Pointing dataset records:
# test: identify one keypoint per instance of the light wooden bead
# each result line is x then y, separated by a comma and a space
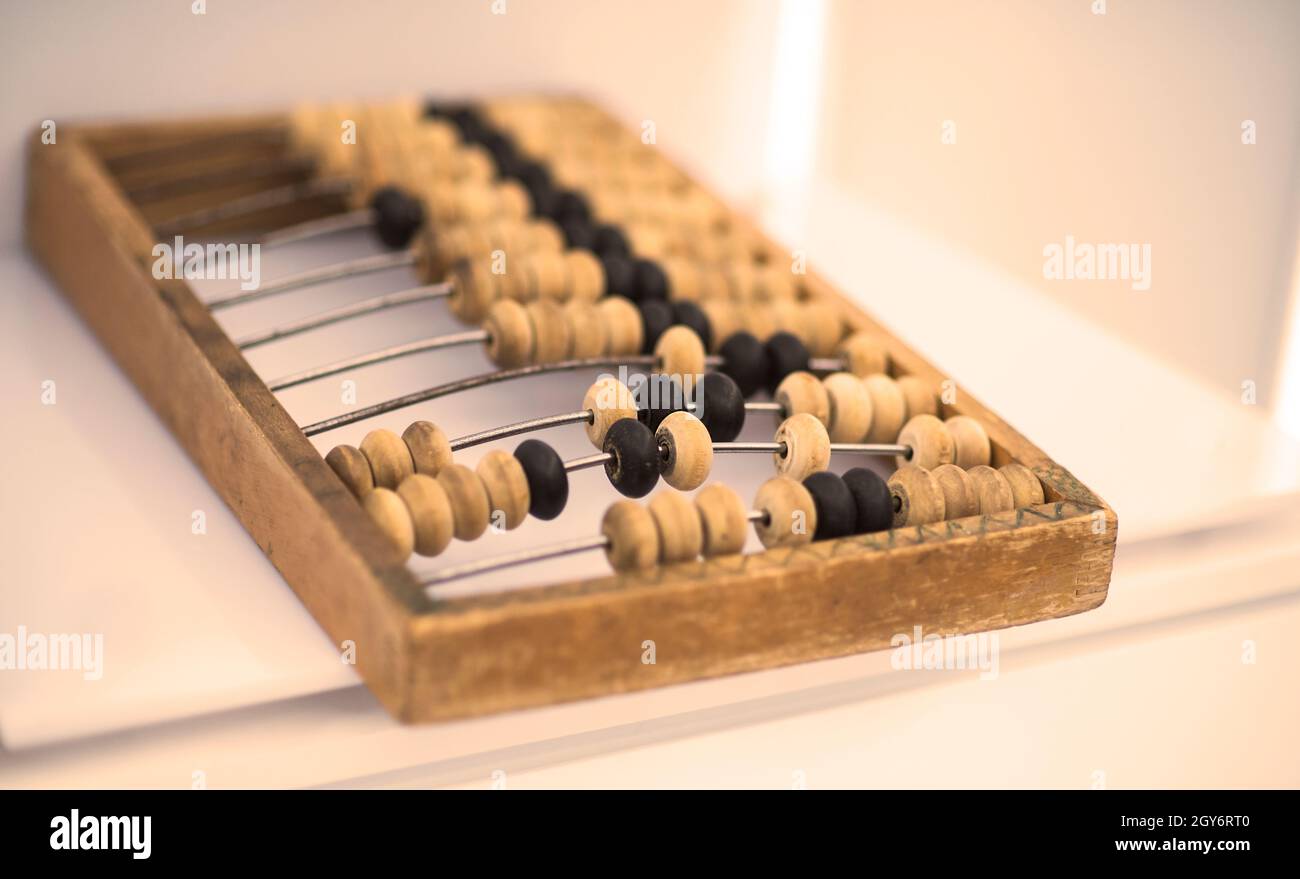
352, 467
758, 320
429, 447
824, 328
850, 407
723, 320
683, 278
549, 275
1026, 488
430, 512
586, 329
888, 407
689, 451
789, 317
802, 392
623, 325
930, 440
586, 275
680, 353
807, 446
992, 489
921, 397
553, 341
863, 355
468, 497
960, 498
510, 334
971, 441
723, 519
609, 401
390, 459
680, 533
390, 514
507, 488
633, 536
473, 290
791, 514
918, 497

STATED EXERCISE →
Every line is to be duplicated exactly, though pictures stay out.

FINISHED EXERCISE →
# test: identify one keypoint per instance of the light wooden bead
# each result line is x then y, separated by a comma and a space
352, 467
758, 320
429, 447
824, 328
850, 407
723, 320
683, 278
549, 275
1026, 488
430, 512
586, 329
888, 407
689, 451
789, 317
802, 392
623, 325
930, 440
586, 275
680, 353
807, 446
992, 489
921, 397
553, 341
863, 355
468, 497
960, 498
510, 334
971, 441
723, 519
609, 401
390, 459
680, 533
390, 514
507, 488
633, 536
473, 290
791, 514
918, 497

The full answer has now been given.